Brano riportato:
Ma perchè tre cose si ritrovano nel governo di casa, il principato signorile, di che si è parlato innanzi, il paterno, e quello che è infra il marito e la moglie. Perchè egli è vero, che si comanda alla moglie e ai figliuoli, che ambedue son liberi: ma non già in un medesimo modo di comandamento. Anzi alla moglie si comanda civilmente, e ai figliuoli con l’imperio regale; conciossiachè il maschio da natura sia fatto sopra la femmina (se già in qualche luogo non interviene altrimenti fuori dell’ordine naturale). E il più antico, e il più perfetto debbe per natura comandare al più giovane, e al più imperfetto.

Quesiti e compiti:
[A] Elenchi le tre forme di governo che, secondo il brano sul governo della casa, si ritrovano nel governo domestico.
[B] Prosegua il brano sul governo della casa a partire dalla sua ultima frase.

Voci di posizione degli oggetti nelle immagini:

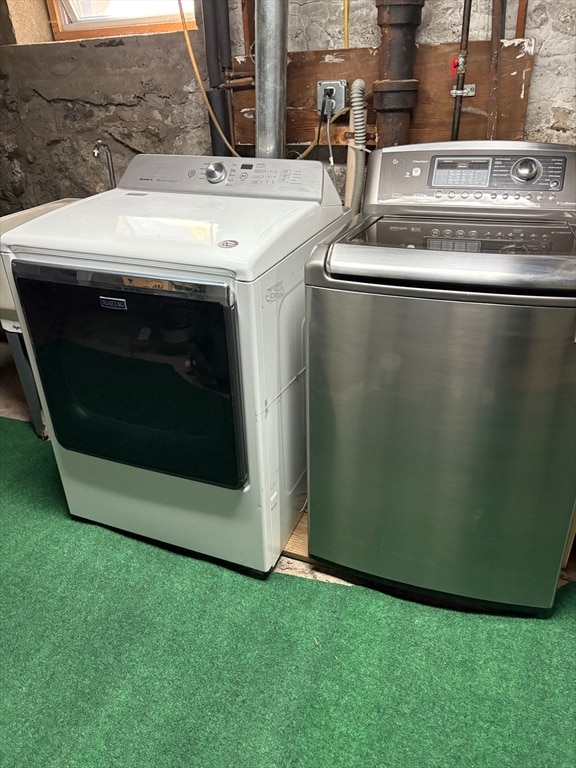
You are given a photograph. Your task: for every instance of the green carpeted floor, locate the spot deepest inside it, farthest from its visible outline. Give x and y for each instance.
(115, 652)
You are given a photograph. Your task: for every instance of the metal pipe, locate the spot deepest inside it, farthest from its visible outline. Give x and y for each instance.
(211, 43)
(97, 150)
(521, 18)
(223, 30)
(394, 93)
(461, 74)
(271, 53)
(494, 66)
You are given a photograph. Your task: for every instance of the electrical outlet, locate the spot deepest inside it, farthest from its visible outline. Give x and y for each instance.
(336, 91)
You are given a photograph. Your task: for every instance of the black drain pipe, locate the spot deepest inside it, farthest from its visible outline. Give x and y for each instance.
(395, 92)
(216, 23)
(461, 70)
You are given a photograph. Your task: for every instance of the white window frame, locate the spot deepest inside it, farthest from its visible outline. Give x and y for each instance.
(67, 23)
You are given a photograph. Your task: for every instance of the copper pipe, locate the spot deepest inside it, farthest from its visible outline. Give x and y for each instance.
(521, 18)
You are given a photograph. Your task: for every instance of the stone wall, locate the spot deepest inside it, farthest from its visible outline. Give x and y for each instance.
(138, 93)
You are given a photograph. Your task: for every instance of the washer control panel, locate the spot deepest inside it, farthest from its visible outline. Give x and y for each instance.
(498, 172)
(479, 176)
(469, 236)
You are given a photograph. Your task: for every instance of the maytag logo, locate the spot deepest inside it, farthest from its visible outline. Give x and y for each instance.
(109, 303)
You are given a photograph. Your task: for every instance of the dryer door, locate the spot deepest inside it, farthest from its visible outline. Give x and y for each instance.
(141, 370)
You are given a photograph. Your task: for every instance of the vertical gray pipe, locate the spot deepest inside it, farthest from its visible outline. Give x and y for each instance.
(271, 26)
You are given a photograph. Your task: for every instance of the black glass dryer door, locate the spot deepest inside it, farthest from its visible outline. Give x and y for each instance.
(139, 370)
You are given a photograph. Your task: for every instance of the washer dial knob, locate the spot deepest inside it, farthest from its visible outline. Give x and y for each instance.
(526, 169)
(216, 172)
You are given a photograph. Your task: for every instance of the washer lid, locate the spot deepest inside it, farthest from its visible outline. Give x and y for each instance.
(242, 236)
(390, 251)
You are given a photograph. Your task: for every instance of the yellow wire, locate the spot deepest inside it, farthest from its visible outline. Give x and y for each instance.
(200, 84)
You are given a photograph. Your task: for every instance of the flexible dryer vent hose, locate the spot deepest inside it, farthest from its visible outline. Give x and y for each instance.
(358, 107)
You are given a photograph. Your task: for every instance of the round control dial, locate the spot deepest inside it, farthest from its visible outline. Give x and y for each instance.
(216, 172)
(526, 169)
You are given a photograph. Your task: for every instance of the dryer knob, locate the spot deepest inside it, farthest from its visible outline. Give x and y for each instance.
(526, 169)
(216, 172)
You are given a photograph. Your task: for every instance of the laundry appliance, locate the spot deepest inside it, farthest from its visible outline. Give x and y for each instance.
(442, 375)
(9, 319)
(164, 321)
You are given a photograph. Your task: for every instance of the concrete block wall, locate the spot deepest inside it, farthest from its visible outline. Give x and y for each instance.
(138, 93)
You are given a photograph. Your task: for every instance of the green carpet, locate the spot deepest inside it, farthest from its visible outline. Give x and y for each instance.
(115, 652)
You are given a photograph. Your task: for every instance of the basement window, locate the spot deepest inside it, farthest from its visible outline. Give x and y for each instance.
(77, 19)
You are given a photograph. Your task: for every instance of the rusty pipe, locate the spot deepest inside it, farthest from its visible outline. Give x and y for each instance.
(395, 91)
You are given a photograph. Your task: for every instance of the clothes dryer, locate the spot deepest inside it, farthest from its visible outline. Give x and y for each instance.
(164, 320)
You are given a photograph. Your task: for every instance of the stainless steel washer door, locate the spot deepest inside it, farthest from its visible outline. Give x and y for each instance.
(442, 441)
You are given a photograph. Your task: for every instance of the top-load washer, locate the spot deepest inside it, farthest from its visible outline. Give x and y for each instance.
(164, 320)
(442, 374)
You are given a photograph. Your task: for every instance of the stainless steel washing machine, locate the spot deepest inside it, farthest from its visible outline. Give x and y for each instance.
(442, 375)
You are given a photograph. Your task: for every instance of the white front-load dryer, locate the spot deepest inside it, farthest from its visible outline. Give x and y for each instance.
(164, 320)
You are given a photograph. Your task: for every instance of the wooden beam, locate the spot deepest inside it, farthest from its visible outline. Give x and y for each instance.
(432, 116)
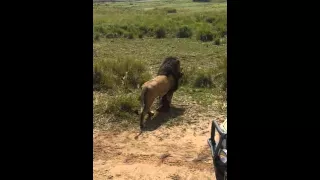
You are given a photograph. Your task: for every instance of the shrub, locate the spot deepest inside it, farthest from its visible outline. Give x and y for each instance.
(171, 10)
(160, 32)
(205, 35)
(184, 32)
(203, 79)
(201, 0)
(110, 73)
(123, 105)
(217, 41)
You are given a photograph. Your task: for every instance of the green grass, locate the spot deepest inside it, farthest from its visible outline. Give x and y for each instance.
(131, 39)
(141, 19)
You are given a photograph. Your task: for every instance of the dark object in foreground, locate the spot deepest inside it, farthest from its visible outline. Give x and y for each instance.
(219, 150)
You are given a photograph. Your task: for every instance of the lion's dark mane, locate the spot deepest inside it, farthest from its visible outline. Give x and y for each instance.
(170, 66)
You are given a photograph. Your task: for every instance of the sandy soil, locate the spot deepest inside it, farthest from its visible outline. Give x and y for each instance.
(160, 152)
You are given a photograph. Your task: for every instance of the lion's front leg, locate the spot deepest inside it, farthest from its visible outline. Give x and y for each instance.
(165, 103)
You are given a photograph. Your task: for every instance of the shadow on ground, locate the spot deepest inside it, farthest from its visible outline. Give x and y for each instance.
(160, 118)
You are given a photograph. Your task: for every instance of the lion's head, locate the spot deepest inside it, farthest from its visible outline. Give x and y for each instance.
(171, 66)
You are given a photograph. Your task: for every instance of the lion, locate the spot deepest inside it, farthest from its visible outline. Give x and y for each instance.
(163, 86)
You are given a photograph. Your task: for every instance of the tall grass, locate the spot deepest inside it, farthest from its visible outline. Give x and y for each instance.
(113, 73)
(116, 22)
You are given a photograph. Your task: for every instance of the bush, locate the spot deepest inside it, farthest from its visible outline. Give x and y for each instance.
(205, 35)
(210, 19)
(184, 32)
(160, 32)
(123, 105)
(110, 73)
(171, 10)
(217, 42)
(96, 37)
(201, 0)
(203, 79)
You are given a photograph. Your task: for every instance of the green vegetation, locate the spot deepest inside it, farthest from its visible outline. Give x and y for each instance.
(130, 41)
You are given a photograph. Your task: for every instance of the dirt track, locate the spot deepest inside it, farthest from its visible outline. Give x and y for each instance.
(178, 152)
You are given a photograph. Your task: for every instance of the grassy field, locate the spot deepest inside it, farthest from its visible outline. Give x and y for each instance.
(132, 38)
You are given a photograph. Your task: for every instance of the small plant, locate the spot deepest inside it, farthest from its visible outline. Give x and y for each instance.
(160, 32)
(203, 79)
(123, 105)
(205, 35)
(184, 32)
(217, 42)
(171, 10)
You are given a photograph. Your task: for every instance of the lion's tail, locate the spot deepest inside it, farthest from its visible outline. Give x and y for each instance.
(142, 100)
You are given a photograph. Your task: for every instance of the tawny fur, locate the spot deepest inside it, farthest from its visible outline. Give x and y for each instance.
(157, 87)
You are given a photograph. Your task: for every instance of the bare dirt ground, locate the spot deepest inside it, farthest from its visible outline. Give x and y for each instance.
(160, 152)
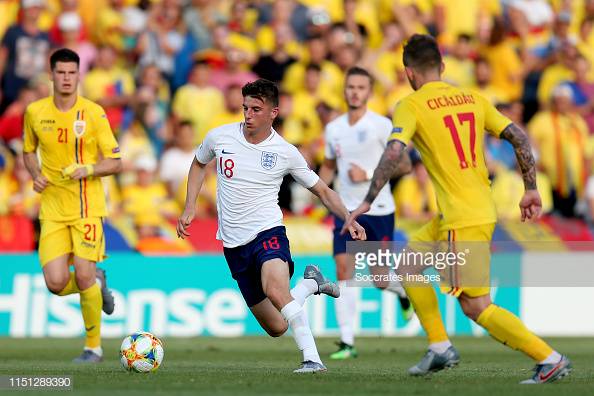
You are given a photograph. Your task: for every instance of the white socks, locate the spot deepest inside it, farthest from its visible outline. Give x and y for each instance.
(97, 351)
(303, 289)
(553, 358)
(297, 319)
(396, 287)
(440, 347)
(346, 309)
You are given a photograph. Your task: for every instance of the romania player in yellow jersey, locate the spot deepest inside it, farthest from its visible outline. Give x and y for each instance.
(447, 125)
(72, 138)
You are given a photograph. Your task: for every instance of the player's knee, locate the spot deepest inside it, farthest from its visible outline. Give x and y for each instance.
(277, 330)
(472, 312)
(84, 279)
(344, 271)
(56, 284)
(473, 308)
(278, 296)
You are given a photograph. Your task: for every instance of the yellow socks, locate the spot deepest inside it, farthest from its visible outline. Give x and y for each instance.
(424, 301)
(508, 329)
(71, 286)
(90, 305)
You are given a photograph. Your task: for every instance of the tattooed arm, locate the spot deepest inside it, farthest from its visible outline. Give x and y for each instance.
(519, 140)
(530, 205)
(394, 162)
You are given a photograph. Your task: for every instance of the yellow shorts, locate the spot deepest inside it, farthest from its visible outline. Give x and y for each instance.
(473, 244)
(81, 237)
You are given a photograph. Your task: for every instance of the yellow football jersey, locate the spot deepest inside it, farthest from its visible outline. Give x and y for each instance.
(78, 136)
(447, 125)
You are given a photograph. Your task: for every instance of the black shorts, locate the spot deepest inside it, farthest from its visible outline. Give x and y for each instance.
(245, 262)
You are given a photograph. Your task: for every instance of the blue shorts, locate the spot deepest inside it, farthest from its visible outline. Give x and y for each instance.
(377, 228)
(245, 262)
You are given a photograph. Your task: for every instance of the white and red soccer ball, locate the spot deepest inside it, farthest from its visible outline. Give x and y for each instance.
(141, 352)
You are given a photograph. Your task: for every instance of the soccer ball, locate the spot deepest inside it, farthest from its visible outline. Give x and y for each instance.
(141, 352)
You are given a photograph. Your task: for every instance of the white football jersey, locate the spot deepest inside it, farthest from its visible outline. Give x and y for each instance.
(363, 144)
(248, 180)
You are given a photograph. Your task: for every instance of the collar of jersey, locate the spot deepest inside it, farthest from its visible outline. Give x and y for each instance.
(73, 108)
(263, 141)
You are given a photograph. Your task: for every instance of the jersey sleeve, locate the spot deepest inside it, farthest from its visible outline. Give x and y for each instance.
(205, 152)
(384, 129)
(329, 151)
(404, 122)
(495, 122)
(30, 138)
(300, 171)
(108, 144)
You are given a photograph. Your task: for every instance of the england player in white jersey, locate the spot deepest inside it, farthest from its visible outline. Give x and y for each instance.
(252, 159)
(355, 141)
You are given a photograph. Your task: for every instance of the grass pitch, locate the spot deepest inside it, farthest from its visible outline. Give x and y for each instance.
(263, 366)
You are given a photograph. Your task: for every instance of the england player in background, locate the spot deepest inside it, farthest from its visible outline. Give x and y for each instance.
(252, 159)
(355, 142)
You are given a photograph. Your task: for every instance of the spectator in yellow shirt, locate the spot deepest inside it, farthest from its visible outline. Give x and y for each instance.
(233, 111)
(506, 65)
(483, 83)
(459, 67)
(560, 136)
(317, 51)
(198, 94)
(558, 72)
(146, 200)
(109, 86)
(414, 195)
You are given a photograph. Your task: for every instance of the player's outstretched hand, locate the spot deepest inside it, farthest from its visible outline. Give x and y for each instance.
(40, 183)
(184, 222)
(349, 222)
(357, 174)
(530, 205)
(357, 232)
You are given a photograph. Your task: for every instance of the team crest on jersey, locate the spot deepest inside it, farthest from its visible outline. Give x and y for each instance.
(268, 160)
(362, 135)
(79, 128)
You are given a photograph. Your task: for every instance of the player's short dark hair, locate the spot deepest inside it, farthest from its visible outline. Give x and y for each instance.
(314, 67)
(263, 89)
(64, 55)
(421, 52)
(359, 71)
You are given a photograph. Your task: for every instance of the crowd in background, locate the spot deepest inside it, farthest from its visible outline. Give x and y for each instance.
(168, 71)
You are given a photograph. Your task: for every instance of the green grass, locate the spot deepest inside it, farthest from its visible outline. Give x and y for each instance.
(263, 366)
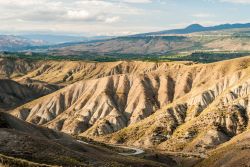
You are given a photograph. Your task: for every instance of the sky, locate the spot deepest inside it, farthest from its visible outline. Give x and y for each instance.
(116, 17)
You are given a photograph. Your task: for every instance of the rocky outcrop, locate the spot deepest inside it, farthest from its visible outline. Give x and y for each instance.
(149, 96)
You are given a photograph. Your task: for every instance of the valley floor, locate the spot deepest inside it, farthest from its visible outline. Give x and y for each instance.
(148, 113)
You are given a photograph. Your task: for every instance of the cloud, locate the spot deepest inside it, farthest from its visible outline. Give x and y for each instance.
(137, 1)
(66, 10)
(202, 15)
(237, 1)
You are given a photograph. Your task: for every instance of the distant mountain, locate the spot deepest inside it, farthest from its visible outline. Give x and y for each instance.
(55, 39)
(197, 28)
(16, 43)
(59, 39)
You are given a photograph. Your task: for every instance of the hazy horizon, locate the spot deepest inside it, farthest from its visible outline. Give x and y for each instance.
(116, 17)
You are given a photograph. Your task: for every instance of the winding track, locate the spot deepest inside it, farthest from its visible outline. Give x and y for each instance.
(137, 150)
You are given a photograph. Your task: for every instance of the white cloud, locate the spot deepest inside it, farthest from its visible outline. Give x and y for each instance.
(237, 1)
(65, 10)
(137, 1)
(202, 15)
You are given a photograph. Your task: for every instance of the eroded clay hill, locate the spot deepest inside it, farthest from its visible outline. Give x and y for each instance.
(175, 106)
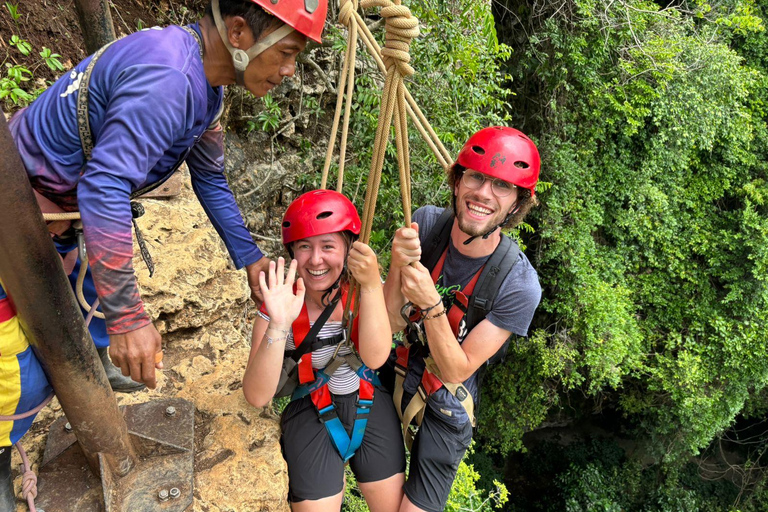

Risposte in ordine:
[A] Il principato signorile; il paterno; quello che è infra il marito e la moglie.

[B]
Dico però, che nei principati civili nella più parte di essi si tramuta scambievolmente chi comanda e chi ubbidisce; perchè tali vogliono essere in tai principati uguali per natura, e in nulla differenti. Contuttociò ancora in questi governi, quando uno è principe e quando uno ubbidisce, vi si ricerca differenza negli abiti, nel parlare, e nelle onoranze: siccome fu l’apologo d’Amasi re circa il bacino da lavarsi i piedi. Ma il maschio in verso la femmina ha sempre un medesimo modo d’imperio; e l’imperio, che si ha verso i figliuoli è il regio: imperocchè il generante è principe, ed è per via di benevolenza e per via d’età. Le quai condizioni fanno la specie dell’imperio regale; onde Omero bene disse di Giove chiamando il re universale,

Degli uomini gran padre, e degli Dei.

Imperocchè il re per natura debbe avanzare quei, che sono sotto il regno: e debbe essere con loro di una medesima stirpe. La quale cosa interviene al più vecchio con il più giovane, e al padre col figliuolo.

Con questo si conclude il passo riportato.